Former Illinois Gov. Rod Blagojevich in 2005.
Former Illinois Gov. Rod Blagojevich in 2005.
AP file photo

If Roger Stone is dispatched to prison for years, President Donald Trump will commute his sentence or pardon him altogether.

The odds of that happening soared on Tuesday, the minute Trump commuted the sentence of Rod Blagojevich, the former Illinois governor, and wiped clean with pardons the criminal records of some other high-profile people.

Trump does nothing for anybody that is not, at bottom, for himself. In this case, Blagojevich became the beneficiary.

We have long argued that the former governor is guilty as charged but that his 14-year sentence was way too harsh. On the merits of the case, and especially given the considerably shorter sentences handed out to public officials guilty of more egregious corruption — such as the 6 12 years given to bribe-taking former Gov. George Ryan for racketeering, conspiracy and fraud — we would argue Blagojevich has been fully and fairly punished. He has been imprisoned for almost 8 years.

But Trump’s decision to commute Blagojevich’s sentence at this time is all of a piece with the president’s warnings that he’s not about to stand by and watch Stone go off to prison for any extended time.

Stone is one of Trump’s closest and shadiest back-channel operatives. He was found guilty of obstructing a congressional investigation into Russian interference in the 2016 presidential election, including five counts of making false statements to Congress and tampering with a witness.

If Stone’s conviction stands, and especially if he is forced to serve prison time, Trump knows it will be seen as a symbolic indictment of the president himself, who wants the world to believe Congress’ entire probe of Russian interference was a “hoax.”

But to set Stone free — to commute or pardon his sentence should it come to that — in a manner that does not smack of being entirely self-serving, Trump has to lay the groundwork.

He has to establish a pattern. He has to grant clemency to others — people who have nothing on him — first.

That’s where Blagojevich’s early release comes in. And it’s also likely why Trump on Tuesday pardoned Bernard Kerik, the former New York City police commissioner, as well as Edward DeBartolo, a former owner of the San Francisco 49ers, among others. Their records are obliterated; at least Blagojevich’s conviction stays on his record.

What you will do
a) Answer these about the editorial on Blagojevich:
(i) How long was the sentence Blagojevich received?
(ii) What investigation was Stone found guilty of obstructing?
(iii) What position did Bernard Kerik formerly hold?
b) Continue the editorial on Trump's commutation of Blagojevich's sentence, picking up right after its last sentence.
None of the records that come after this are needed.

Source material
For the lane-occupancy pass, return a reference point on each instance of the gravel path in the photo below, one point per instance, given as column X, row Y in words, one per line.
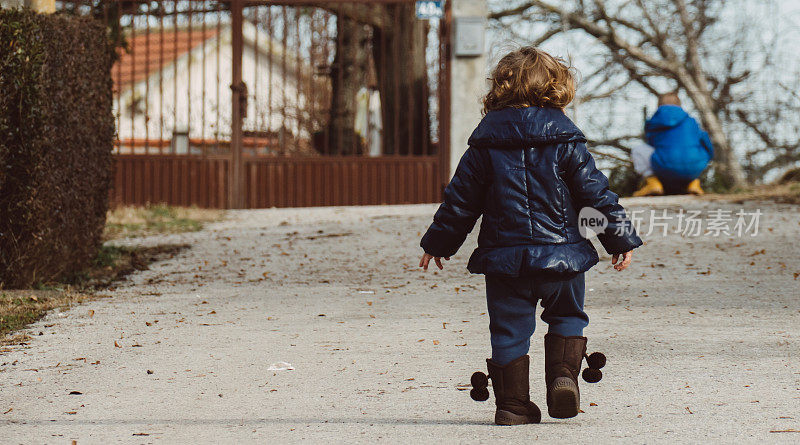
column 702, row 336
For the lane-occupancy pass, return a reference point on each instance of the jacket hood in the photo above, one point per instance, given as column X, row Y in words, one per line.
column 524, row 127
column 666, row 116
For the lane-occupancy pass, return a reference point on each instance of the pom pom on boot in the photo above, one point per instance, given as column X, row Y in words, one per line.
column 595, row 361
column 480, row 387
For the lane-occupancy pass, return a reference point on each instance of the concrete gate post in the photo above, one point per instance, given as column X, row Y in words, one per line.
column 467, row 73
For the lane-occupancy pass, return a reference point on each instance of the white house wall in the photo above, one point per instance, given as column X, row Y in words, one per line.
column 208, row 116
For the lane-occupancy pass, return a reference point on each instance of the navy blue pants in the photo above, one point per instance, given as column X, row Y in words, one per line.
column 512, row 311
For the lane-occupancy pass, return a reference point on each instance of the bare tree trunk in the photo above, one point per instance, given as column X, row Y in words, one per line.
column 399, row 52
column 348, row 75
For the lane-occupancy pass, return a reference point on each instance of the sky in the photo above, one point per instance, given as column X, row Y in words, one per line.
column 770, row 24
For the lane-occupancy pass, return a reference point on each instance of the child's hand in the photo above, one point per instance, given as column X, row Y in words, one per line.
column 423, row 263
column 626, row 260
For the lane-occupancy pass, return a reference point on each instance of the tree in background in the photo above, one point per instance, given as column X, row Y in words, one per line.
column 662, row 45
column 398, row 45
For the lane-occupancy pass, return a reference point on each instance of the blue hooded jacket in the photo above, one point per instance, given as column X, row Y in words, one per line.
column 682, row 149
column 528, row 172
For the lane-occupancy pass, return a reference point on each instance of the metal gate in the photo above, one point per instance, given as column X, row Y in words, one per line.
column 237, row 104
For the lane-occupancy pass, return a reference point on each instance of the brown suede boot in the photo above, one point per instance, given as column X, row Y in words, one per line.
column 511, row 386
column 562, row 364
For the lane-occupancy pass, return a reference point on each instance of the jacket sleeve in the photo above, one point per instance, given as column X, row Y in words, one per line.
column 705, row 141
column 463, row 204
column 589, row 188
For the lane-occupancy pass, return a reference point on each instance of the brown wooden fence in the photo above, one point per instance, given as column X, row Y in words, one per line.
column 277, row 182
column 261, row 103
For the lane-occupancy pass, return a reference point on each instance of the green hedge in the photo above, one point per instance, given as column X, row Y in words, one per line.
column 56, row 137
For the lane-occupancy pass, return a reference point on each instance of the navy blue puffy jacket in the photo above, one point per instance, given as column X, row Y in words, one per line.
column 528, row 172
column 682, row 149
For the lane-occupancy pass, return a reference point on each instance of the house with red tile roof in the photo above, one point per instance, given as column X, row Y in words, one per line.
column 172, row 93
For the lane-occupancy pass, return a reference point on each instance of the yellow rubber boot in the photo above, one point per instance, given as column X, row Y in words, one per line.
column 652, row 187
column 694, row 188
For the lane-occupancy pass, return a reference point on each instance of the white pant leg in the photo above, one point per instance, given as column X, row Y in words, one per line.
column 641, row 154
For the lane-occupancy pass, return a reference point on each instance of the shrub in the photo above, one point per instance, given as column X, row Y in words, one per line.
column 56, row 137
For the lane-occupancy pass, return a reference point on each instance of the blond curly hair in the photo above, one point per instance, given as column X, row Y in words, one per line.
column 529, row 77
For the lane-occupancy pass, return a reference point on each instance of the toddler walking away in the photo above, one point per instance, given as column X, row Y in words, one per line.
column 528, row 172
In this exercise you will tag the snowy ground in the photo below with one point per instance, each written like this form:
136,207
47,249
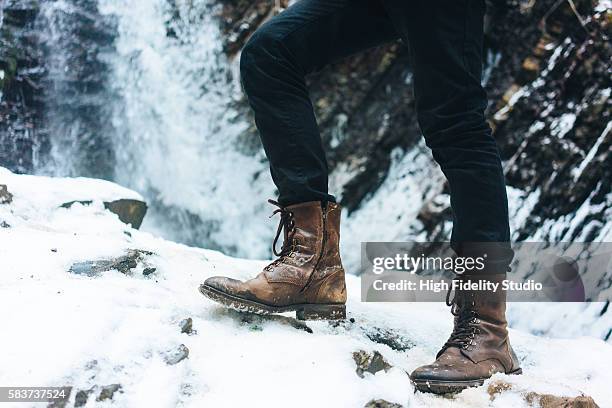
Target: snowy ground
60,328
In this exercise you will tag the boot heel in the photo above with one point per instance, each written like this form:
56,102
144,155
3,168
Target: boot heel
321,312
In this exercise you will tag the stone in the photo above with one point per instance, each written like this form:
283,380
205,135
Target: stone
380,403
176,355
5,196
186,325
553,401
543,400
369,362
129,211
123,264
80,399
108,391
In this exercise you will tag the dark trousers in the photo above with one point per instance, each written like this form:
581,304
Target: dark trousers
445,39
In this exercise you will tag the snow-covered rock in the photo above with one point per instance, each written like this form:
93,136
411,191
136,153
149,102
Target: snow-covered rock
122,335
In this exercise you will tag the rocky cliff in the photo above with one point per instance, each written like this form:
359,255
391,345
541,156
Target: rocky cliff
547,74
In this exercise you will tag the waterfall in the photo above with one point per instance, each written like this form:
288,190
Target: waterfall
142,93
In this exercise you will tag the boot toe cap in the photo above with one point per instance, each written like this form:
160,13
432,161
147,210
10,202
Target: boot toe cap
443,373
222,284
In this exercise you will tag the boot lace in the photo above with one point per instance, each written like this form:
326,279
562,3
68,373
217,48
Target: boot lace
286,224
466,324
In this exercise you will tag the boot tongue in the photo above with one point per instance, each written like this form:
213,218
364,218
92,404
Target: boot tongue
306,215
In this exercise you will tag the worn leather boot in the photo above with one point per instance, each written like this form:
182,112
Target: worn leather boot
307,277
478,346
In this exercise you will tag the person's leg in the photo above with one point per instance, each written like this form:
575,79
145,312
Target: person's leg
302,39
308,276
445,37
446,41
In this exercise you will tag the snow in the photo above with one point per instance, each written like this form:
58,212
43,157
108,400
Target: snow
61,328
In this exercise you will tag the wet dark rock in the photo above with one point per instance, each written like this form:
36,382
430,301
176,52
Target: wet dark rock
369,362
108,391
129,211
123,264
380,403
148,271
176,355
388,337
80,399
553,401
543,400
5,196
186,325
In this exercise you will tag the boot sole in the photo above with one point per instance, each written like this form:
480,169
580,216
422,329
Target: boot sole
451,387
304,311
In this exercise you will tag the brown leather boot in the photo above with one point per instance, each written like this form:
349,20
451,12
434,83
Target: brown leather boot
307,277
478,346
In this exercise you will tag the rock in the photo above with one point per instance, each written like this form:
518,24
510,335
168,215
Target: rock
148,271
123,264
369,362
80,399
382,404
108,391
5,196
553,401
388,337
186,325
543,400
62,403
175,356
129,211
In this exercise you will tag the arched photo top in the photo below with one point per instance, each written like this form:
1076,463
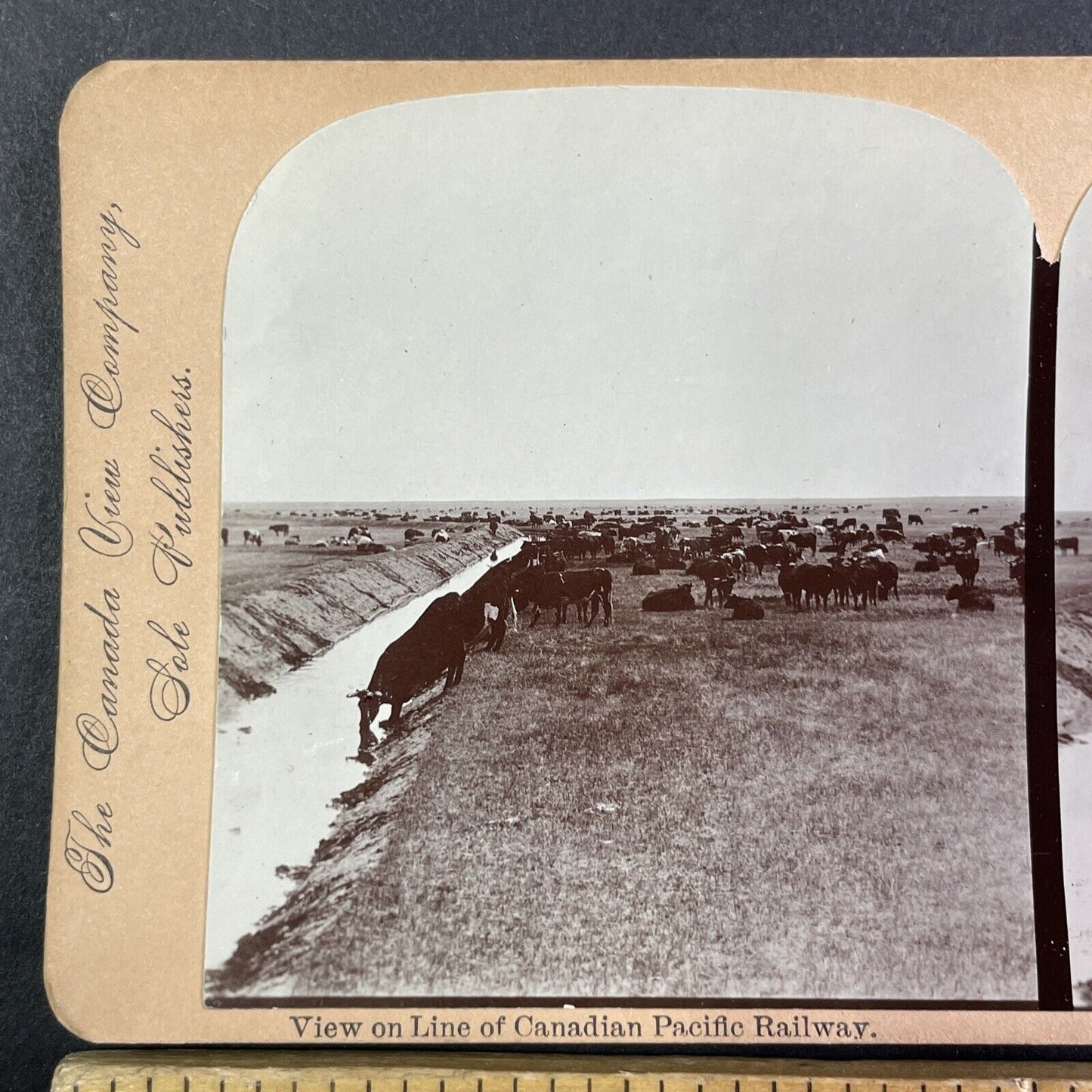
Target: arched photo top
466,296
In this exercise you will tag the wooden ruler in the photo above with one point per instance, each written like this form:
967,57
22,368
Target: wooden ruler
362,1072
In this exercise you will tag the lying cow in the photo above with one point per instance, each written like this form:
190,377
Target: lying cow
970,598
744,608
670,599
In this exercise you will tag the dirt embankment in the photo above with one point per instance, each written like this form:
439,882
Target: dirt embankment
265,962
274,627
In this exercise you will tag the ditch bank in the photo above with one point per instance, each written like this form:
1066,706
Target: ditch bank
273,630
265,962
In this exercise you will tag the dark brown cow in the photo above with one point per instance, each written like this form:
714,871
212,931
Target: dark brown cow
744,608
432,648
970,599
967,568
670,599
712,571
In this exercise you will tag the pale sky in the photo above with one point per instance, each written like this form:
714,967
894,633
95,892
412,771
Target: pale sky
1072,426
633,292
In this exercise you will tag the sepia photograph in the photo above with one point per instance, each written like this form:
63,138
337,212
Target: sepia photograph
621,568
1072,588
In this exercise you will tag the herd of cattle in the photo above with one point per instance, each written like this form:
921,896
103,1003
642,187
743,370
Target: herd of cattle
540,578
436,645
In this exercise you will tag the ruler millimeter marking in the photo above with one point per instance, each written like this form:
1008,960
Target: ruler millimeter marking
362,1072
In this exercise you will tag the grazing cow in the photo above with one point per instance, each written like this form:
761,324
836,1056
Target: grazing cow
711,571
757,555
843,574
744,608
970,599
864,581
887,579
556,562
816,582
803,540
802,583
967,568
670,599
1017,574
486,608
431,648
584,588
781,554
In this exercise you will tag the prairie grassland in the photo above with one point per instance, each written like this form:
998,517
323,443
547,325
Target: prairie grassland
815,805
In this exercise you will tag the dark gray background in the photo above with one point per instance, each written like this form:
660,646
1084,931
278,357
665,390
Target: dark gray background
45,47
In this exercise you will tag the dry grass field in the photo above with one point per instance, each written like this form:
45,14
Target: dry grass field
814,805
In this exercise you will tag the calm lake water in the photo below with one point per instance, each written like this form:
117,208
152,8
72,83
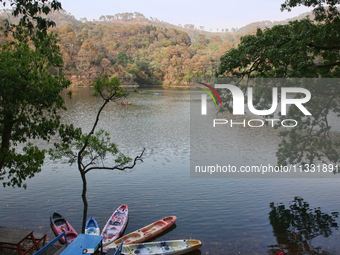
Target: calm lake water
229,215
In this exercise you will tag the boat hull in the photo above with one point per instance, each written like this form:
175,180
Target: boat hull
92,227
143,234
116,225
173,247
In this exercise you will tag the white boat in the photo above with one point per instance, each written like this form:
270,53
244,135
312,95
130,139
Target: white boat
91,227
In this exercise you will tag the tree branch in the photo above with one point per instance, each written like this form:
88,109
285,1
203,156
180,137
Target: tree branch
138,158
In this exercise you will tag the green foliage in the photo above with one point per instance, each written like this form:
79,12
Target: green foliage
90,150
29,100
108,88
300,49
97,149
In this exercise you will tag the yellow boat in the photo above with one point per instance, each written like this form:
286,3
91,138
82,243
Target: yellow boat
145,233
172,247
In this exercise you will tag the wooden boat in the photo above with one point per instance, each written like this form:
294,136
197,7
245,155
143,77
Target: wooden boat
60,225
91,227
115,225
173,247
145,233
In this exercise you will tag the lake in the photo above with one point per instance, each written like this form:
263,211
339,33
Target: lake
229,215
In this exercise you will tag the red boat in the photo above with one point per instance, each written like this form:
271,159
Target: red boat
60,225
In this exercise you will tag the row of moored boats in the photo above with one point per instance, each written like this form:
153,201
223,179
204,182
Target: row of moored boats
133,243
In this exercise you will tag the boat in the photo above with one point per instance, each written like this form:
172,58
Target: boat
143,234
173,247
92,227
60,225
115,225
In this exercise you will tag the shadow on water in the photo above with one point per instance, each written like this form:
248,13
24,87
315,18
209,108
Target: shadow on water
295,227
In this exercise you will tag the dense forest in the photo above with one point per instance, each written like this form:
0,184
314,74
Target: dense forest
140,50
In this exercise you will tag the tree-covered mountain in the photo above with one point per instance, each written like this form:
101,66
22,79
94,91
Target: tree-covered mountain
139,49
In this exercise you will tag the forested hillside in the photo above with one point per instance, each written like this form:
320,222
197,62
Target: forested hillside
139,50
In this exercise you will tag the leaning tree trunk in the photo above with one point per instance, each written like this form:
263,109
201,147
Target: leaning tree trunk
83,195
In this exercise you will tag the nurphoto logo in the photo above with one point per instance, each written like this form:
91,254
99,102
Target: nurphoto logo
239,104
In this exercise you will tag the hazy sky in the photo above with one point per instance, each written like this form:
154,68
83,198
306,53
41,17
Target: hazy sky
212,14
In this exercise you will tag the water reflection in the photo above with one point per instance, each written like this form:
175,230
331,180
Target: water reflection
296,227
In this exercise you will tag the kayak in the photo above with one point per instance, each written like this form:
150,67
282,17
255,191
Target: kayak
145,233
92,227
60,225
173,247
115,225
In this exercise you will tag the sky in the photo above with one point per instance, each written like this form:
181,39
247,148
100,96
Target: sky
212,14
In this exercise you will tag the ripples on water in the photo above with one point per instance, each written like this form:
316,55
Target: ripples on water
230,216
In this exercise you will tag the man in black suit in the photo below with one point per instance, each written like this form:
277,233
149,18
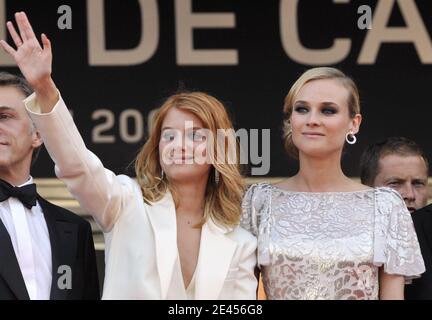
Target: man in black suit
399,163
46,252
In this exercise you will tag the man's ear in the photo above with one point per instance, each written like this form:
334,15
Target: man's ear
37,139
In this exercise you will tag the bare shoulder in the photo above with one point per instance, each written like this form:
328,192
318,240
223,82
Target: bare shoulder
242,236
285,184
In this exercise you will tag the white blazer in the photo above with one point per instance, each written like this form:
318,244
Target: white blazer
140,239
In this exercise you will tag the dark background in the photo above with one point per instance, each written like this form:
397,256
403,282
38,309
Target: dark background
395,91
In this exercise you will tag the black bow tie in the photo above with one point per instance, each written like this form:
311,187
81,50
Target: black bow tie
26,194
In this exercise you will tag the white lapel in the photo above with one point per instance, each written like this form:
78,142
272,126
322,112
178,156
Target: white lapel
162,217
215,256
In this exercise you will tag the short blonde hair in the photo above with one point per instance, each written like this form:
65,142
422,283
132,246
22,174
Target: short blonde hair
222,199
312,75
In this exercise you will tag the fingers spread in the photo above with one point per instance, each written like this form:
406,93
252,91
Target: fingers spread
20,26
15,37
7,47
26,26
46,42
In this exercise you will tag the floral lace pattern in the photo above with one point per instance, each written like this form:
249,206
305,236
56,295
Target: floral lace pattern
329,245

Answers in order
a)
(i) 14 years
(ii) A congressional investigation into Russian interference in the 2016 presidential election
(iii) New York City police commissioner

b)
Does all this sound horribly cynical? We hope it is. We hope we are wrong.

We hope Trump announced these acts of clemency out of nothing more than a deep-seated sense of fairness and compassion. But if such was the case with Blagojevich, the president could have freed him months ago.

Witnessing the deplorable machinations of the Trump White House for more than three years could make a cynic of anyone. The baseness of this crowd has been breathtaking.

“He served eight years in jail, a long time,” Trump said about Blagojevich before boarding Air Force One for a trip to the West Coast.

About that we agree. Fourteen years in a federal pen would have been an awfully long time for a former governor who was always more opportunistic, lazy and clueless than venal.

What was Blagojevich’s offense? He tried to sell a vacant Senate seat and extort big campaign donations from a hospital and a racetrack owner, behavior that even in Illinois will raise eyebrows. We can’t agree with Trump that Blagojevich’s only crime was to say things “many other politicians say.”

We suspect, in sadness but in truth, that Trump granted clemency to Blagojevich and the others to establish a precedent before swooping in and saving Stone. He needs to create a plausible deniability of abuse of this kingly power.

With these actions, Trump also is amping up his attacks on the Justice Department — sparing, of course, his chosen confederate, Attorney General Bill Barr. He is creating a little more cheap rhetorical fodder for his trashing of the DOJ’s supposed “deep state.”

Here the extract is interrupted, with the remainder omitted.